Make an exact copy of the data below, leaving out every picture.

■ Dataset content
begin

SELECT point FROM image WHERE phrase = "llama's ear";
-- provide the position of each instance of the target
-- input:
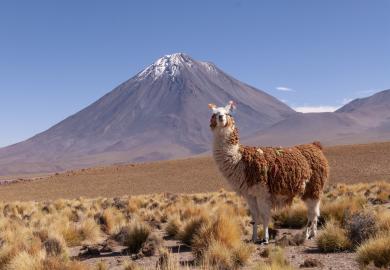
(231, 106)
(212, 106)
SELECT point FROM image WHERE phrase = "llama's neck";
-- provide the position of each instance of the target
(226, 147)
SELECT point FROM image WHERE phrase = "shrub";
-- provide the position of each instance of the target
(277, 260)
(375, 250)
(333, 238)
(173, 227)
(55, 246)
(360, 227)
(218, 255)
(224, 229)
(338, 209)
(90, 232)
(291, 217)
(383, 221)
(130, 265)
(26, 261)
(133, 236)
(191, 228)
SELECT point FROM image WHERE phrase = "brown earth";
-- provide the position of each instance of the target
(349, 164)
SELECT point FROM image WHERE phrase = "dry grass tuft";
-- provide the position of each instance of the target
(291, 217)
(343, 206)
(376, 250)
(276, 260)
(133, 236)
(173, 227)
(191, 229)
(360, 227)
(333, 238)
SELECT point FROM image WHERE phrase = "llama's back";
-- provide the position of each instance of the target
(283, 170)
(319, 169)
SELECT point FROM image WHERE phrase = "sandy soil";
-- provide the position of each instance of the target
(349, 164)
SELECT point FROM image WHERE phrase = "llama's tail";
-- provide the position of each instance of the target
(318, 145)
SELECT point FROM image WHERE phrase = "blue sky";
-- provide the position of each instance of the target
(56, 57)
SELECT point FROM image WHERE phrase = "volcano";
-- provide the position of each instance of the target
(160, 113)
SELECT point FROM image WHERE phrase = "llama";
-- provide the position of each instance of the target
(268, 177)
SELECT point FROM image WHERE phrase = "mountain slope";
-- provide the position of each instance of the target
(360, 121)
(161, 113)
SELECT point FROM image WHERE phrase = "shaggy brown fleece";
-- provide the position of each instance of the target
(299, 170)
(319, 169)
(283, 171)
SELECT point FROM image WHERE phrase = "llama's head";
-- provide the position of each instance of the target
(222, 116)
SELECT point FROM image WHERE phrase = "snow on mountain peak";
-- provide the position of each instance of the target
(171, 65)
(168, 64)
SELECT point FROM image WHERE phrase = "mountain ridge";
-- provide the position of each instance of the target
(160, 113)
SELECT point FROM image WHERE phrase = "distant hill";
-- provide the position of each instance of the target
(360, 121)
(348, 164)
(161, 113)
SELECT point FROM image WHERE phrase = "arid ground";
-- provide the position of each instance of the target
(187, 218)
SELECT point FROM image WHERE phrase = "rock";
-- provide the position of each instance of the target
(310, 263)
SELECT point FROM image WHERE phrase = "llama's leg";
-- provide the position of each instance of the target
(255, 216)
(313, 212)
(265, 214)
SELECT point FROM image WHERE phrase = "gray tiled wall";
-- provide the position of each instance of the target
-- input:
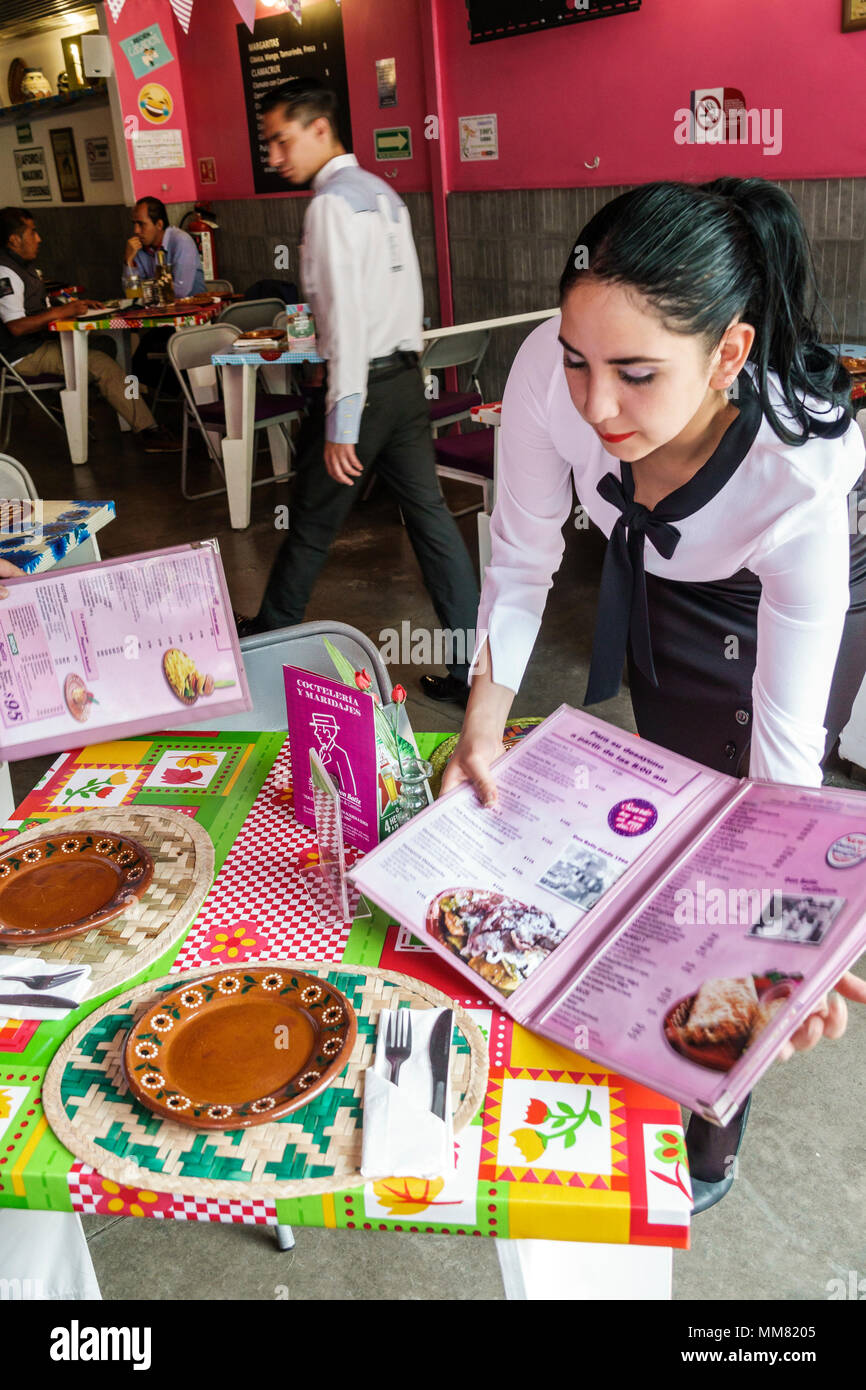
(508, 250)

end

■ Output of the task
SELECT point FROM image WHERE phrase = "llama's ear";
-- provide the position of each instance of the target
-- input:
(231, 106)
(212, 106)
SELECT point FROM image WHERE phrase = "llama's neck";
-- provide the position of each instance of the target
(226, 147)
SELECT point FROM image WHERE phrase = "shrub";
-- provide the position of each instance of the target
(277, 260)
(375, 250)
(333, 238)
(173, 227)
(55, 246)
(360, 227)
(218, 255)
(224, 229)
(338, 209)
(90, 232)
(291, 217)
(383, 221)
(130, 265)
(26, 261)
(133, 236)
(191, 228)
SELECT point FROM image WHERE phrase = "brown earth";
-- provide the position of each instance of the target
(349, 164)
SELECT point FROM image WHERE phrase = "dry grass tuft";
-- provide the position of each instance of the target
(291, 217)
(343, 206)
(376, 250)
(276, 260)
(133, 236)
(173, 227)
(191, 229)
(360, 227)
(333, 238)
SELECT point FROM image WHERE phrase = "llama's back";
-- provide the position of each instance of the target
(283, 170)
(319, 169)
SELECT point FROM image WHERE phrase = "sandy soil";
-- provide the position of each instance of the target
(349, 164)
SELECT point FROM image WHERE phrase = "llama's tail";
-- provide the position of each instance of the target
(318, 145)
SELECT point FROM image WHERE phrase = "blue sky";
-- provide the position of each instance of the target
(56, 57)
SELECT point FROM image WHERE phrase = "volcano";
-- provide the position of each instance of the target
(160, 113)
SELECT point FROM image WHERE phrase = "llama";
-- provide the position of each instance of the target
(268, 177)
SELECT point FROM image WHERE phrase = "mountain slope";
-- provide the position of each instance of the target
(360, 121)
(161, 113)
SELECT point FROM image WHERE phrase = "shaggy brown fleece";
-- provide the position of each instance of the target
(299, 170)
(319, 169)
(283, 171)
SELECT point FROM image WHERE phrase = "llama's head";
-- provide the position of each instance of the target
(222, 116)
SELECT point FROM image WHERE phrase = "snow on mountain peak";
-- provide the position of each instance of the target
(171, 65)
(168, 64)
SELECT point FROM image WHERE phrase = "mountain ridge";
-- provide the position of each instance of the target
(160, 113)
SELECT point FROM image WHERE phrase = "distant hill";
-- provide the position of each instance of the target
(360, 121)
(348, 164)
(161, 113)
SELECT point FROM image WHERE phrase = "arid ground";
-- provide the position of each instance of the target
(187, 218)
SELECT point FROM image WHERE phrase = "rock";
-- provide the position of each instance of the target
(310, 263)
SELECT point FROM image WHERE phrase = "llama's leg";
-- provide the position of each instance of the target
(255, 216)
(313, 212)
(265, 214)
SELECT point FROM image WHERE phrase = "gray tiled wall";
-- provide the position of each instance of the target
-- input:
(508, 250)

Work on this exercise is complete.